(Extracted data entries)
- - - - -

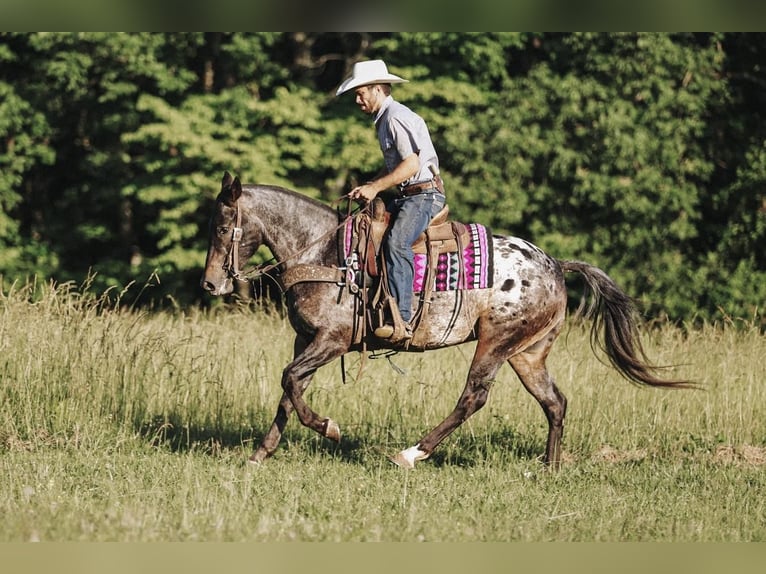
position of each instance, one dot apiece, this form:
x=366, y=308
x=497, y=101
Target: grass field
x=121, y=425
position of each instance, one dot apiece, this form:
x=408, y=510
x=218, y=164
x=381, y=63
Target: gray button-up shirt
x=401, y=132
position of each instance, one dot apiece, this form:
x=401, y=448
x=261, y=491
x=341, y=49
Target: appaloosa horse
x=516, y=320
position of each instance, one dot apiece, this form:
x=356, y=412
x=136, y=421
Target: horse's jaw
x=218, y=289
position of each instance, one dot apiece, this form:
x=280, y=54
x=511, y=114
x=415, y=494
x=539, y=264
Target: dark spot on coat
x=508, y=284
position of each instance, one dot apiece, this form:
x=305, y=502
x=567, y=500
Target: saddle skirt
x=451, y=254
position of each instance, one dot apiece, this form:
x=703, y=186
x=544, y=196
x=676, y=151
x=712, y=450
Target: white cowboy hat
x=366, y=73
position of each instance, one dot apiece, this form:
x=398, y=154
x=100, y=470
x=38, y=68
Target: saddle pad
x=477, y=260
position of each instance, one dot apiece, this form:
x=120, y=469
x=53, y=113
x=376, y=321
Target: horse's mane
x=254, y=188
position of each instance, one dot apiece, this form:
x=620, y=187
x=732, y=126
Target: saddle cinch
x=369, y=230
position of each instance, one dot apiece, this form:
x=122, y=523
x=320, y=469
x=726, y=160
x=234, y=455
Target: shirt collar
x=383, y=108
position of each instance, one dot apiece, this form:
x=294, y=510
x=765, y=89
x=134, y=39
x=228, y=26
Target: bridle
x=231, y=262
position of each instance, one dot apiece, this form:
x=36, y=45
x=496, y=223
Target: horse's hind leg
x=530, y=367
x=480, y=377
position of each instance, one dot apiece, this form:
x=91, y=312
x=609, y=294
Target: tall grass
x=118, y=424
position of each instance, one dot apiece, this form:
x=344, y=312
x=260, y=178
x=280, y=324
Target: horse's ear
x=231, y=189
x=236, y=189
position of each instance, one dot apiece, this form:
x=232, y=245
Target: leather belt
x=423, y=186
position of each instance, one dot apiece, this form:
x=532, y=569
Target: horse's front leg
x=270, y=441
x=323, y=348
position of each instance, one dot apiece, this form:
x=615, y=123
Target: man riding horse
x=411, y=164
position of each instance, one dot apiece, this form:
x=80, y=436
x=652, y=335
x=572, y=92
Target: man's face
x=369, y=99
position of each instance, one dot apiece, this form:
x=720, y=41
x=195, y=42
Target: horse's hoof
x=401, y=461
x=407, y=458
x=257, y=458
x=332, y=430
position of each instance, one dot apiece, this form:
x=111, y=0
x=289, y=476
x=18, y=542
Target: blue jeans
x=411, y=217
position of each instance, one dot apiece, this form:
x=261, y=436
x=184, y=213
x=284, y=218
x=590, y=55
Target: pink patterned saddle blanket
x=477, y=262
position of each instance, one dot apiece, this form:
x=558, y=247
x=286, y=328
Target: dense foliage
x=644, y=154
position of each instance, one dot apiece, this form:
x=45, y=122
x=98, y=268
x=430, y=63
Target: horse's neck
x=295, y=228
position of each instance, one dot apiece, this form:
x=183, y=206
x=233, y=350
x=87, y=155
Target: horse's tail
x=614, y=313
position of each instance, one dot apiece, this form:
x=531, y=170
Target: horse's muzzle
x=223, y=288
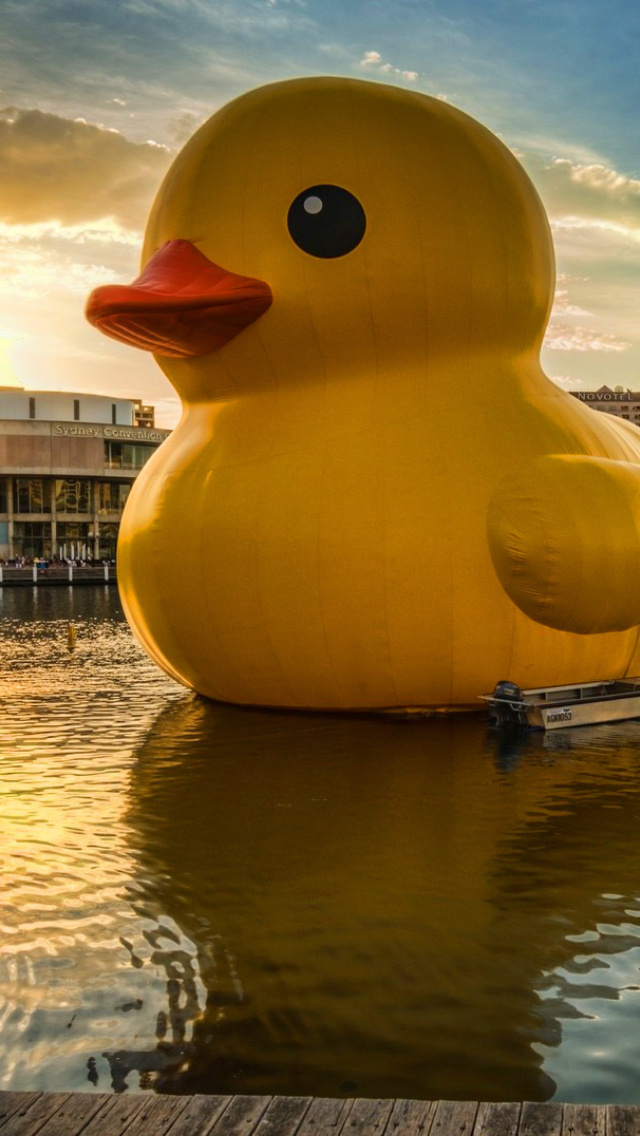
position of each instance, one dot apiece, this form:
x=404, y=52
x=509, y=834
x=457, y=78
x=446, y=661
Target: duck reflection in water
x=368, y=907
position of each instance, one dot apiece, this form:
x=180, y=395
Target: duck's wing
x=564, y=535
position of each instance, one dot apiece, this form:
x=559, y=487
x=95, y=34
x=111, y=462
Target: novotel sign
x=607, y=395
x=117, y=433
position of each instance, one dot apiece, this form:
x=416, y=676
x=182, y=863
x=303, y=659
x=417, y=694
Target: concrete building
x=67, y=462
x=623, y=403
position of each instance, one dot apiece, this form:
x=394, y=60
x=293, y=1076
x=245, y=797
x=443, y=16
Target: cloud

- - - - -

- Directions
Starting at the beginning of the lines and ending at the line that contains "x=218, y=289", reproduce every line in full, shifting each coordinate in the answers by -22. Leave the pictures out of the answer.

- Correct result
position of each instance, one dot apiece, this form:
x=366, y=308
x=497, y=101
Target: grass field
x=99, y=403
position of each instance, one dot apiece, this form:
x=408, y=510
x=218, y=164
x=381, y=63
Target: gray button-up shirt
x=379, y=110
position of each instance, one dot apiece, this form:
x=401, y=448
x=261, y=491
x=341, y=49
Target: appaloosa horse
x=494, y=298
position of each instance, one dot apiece, this form:
x=356, y=412
x=136, y=421
Target: horse's jaw
x=196, y=267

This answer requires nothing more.